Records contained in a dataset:
···
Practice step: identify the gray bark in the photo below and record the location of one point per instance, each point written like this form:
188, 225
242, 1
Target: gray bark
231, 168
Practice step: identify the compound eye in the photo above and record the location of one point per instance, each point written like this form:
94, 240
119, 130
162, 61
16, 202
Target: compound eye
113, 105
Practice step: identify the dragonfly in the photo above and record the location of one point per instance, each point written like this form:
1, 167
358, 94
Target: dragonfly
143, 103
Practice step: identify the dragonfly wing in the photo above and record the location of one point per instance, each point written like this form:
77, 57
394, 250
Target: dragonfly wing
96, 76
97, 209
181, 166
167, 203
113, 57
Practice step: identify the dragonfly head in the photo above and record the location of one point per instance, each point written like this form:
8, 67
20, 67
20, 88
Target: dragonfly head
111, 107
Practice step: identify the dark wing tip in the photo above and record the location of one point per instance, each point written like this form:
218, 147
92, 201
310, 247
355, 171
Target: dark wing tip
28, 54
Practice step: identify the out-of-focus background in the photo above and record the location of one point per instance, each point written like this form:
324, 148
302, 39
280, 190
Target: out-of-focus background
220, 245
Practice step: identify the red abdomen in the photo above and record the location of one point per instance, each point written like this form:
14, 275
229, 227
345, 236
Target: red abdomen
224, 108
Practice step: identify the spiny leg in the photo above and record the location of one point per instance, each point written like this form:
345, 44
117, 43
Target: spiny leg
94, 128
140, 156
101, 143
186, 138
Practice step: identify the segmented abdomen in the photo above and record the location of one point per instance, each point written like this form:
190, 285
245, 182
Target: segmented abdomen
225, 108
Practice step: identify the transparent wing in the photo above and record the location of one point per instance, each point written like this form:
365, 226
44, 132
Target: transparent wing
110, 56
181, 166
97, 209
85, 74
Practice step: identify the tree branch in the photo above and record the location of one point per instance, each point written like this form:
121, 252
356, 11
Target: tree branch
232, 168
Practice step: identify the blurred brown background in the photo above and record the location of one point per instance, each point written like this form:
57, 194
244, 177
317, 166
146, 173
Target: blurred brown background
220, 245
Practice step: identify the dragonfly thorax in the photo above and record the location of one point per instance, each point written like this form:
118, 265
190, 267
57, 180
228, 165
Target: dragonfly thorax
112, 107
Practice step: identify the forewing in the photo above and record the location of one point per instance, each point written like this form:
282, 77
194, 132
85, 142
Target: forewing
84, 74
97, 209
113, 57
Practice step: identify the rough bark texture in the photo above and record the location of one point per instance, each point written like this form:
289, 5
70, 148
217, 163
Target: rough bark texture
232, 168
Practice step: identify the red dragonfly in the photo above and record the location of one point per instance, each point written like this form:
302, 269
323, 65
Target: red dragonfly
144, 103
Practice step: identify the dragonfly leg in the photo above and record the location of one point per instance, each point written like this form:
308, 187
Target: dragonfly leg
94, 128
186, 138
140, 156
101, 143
···
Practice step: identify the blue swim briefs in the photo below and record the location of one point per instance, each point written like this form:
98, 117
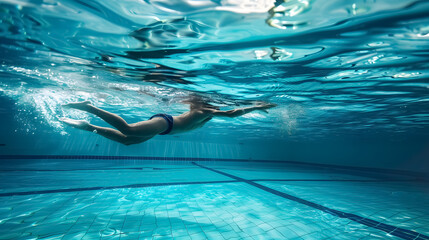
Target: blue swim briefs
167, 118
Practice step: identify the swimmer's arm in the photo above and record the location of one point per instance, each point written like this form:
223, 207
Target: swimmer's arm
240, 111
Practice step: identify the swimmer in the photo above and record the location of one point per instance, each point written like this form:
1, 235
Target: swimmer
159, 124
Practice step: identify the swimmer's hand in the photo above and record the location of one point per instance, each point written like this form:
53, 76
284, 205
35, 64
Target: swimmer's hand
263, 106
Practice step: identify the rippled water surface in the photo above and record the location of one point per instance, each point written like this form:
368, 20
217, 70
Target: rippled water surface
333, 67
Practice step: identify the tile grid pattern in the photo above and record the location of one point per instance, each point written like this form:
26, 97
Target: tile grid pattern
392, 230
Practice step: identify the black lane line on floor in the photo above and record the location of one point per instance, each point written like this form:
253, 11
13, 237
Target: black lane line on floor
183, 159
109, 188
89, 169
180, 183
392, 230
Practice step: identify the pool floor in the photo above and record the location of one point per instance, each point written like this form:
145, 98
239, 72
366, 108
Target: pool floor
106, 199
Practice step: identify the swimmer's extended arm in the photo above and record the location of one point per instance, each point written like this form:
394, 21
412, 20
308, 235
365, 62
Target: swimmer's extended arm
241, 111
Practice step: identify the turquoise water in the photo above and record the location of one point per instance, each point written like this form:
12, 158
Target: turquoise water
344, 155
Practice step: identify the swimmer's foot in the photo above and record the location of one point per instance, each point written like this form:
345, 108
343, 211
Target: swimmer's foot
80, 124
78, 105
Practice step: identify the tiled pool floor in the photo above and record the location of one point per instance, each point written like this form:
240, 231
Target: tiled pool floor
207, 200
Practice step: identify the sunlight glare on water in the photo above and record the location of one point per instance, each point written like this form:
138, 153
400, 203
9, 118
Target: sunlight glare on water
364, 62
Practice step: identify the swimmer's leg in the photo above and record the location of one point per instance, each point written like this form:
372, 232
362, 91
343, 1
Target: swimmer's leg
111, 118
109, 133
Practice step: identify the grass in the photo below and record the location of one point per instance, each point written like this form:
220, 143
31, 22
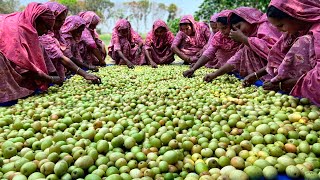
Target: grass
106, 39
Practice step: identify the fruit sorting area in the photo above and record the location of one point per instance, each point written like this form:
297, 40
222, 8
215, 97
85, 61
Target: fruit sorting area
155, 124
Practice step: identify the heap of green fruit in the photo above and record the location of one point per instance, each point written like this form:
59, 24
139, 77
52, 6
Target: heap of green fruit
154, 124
···
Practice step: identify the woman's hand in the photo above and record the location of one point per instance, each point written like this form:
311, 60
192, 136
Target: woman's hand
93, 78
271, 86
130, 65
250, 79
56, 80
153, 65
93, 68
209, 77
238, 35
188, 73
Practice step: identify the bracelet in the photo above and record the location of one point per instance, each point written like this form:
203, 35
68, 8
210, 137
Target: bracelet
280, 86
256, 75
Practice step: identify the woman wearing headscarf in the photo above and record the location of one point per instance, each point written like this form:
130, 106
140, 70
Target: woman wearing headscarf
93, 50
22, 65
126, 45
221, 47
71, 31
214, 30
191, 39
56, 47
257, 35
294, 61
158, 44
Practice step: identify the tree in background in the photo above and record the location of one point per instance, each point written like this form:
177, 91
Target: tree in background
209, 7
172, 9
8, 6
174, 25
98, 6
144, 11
···
Among the lines of the data above, count those holding "below" and state only the number.

** Problem solution **
3